Collected data entries
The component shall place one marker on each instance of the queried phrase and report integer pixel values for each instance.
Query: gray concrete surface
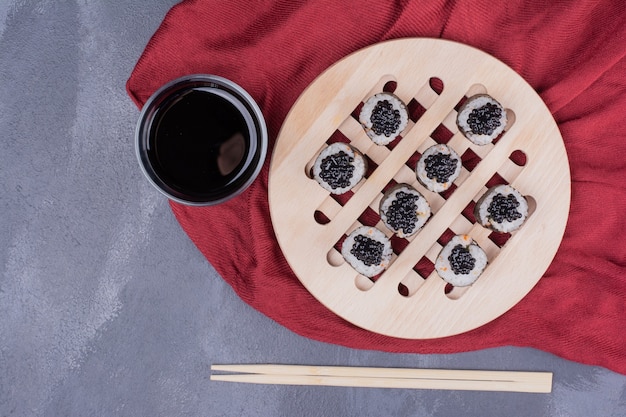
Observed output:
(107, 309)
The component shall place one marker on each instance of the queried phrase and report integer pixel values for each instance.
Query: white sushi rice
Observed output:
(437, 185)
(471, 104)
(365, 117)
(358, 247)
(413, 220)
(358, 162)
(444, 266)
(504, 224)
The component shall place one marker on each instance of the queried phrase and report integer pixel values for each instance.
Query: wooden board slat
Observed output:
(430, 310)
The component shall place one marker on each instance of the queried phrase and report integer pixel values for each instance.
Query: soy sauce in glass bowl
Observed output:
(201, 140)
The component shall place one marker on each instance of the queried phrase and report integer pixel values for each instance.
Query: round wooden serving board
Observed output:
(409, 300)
---
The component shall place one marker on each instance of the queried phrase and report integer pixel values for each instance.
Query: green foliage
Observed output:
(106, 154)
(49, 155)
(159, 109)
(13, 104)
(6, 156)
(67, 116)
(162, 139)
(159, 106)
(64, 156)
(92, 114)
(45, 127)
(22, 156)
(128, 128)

What is asked.
Count the lines in the records above that contain the string "wooden", treating uppercase and lowercase as different. Give only the number.

The reply.
2